▶ **Written instruction**
Say how many lines in the items below contain the string "pagoda", with uppercase and lowercase letters treated as different, and reply with the number alone.

>>>>

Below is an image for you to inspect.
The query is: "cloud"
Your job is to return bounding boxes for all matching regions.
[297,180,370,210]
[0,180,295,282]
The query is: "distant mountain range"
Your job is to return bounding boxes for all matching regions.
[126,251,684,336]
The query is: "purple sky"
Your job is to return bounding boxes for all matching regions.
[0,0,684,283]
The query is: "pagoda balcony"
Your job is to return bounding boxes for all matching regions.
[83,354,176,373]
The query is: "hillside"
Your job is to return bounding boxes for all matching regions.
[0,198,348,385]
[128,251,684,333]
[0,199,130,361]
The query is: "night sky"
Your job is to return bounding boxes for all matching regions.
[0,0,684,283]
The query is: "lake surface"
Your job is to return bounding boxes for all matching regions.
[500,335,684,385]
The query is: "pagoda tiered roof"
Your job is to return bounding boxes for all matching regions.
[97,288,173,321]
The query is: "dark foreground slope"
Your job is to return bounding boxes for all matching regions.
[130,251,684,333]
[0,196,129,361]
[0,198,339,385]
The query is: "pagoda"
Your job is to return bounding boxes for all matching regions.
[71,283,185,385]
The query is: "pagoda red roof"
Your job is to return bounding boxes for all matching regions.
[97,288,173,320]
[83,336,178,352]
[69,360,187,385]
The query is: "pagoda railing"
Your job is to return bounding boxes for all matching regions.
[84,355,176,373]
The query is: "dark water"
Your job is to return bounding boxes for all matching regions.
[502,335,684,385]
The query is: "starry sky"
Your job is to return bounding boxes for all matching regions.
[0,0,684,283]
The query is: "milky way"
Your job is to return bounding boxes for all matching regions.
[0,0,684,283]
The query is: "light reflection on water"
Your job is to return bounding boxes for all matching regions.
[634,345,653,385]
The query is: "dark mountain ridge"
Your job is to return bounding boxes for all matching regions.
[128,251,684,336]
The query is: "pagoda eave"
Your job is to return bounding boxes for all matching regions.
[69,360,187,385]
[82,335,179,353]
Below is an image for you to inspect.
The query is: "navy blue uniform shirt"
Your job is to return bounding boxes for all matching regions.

<<<<

▶ **Final result**
6